┌──

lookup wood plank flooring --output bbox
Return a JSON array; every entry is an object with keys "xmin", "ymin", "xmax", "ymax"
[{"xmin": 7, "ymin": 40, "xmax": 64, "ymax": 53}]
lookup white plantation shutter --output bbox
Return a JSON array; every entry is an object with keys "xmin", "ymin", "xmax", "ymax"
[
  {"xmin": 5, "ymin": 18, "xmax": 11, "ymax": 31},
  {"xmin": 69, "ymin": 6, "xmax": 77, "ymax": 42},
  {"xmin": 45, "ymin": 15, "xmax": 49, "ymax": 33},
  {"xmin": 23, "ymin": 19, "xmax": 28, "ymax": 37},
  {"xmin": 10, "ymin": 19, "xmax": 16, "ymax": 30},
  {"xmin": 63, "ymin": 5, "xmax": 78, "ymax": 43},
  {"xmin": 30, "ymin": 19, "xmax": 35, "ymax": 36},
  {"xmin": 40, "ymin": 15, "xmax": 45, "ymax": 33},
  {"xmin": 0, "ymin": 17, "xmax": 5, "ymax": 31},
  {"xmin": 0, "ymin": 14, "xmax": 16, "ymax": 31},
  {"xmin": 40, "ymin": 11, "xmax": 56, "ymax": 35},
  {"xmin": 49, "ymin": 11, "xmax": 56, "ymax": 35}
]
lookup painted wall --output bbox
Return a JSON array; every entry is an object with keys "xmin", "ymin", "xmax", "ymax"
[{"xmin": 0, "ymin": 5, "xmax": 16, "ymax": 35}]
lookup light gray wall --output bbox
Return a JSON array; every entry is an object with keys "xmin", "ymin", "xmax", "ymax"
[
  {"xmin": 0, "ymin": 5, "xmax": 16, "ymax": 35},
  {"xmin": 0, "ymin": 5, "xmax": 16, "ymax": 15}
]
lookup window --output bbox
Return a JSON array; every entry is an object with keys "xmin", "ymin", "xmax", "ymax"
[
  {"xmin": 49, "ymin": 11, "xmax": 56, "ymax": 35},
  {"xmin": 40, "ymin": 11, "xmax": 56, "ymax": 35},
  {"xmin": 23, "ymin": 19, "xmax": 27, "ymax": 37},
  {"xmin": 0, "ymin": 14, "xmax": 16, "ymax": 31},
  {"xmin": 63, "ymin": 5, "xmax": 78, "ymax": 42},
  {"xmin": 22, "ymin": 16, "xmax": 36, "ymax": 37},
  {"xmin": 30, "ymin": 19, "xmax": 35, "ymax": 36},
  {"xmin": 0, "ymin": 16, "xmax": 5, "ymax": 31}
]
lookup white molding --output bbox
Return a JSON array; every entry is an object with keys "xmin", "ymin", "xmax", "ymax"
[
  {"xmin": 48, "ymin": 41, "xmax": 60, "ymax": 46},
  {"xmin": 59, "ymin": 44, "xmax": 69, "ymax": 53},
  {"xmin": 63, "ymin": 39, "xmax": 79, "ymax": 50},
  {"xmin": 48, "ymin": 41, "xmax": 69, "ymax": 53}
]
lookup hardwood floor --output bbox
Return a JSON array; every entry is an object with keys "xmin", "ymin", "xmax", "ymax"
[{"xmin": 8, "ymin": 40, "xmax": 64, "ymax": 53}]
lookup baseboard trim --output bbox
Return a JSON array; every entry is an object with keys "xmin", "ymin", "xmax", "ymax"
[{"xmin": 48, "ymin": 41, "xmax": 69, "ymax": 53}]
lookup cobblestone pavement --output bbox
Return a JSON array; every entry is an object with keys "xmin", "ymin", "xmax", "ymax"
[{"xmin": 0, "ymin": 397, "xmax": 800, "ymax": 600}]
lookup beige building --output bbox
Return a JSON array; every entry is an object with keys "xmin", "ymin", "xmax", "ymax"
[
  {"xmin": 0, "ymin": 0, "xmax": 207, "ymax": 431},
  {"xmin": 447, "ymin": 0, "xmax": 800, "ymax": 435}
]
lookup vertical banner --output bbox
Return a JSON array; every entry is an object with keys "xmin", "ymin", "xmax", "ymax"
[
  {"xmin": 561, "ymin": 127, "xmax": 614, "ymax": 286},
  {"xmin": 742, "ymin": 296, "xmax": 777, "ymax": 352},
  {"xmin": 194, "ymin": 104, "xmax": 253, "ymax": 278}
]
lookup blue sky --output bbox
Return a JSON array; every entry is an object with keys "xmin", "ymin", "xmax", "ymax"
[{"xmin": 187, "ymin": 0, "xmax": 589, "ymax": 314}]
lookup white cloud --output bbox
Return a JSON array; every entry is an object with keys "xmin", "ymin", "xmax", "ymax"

└──

### Your objective
Identify every line above that contains the word "wall" and copy each of those lines.

### Finished exercise
lookup painted wall --output bbox
lookup light gray wall --output bbox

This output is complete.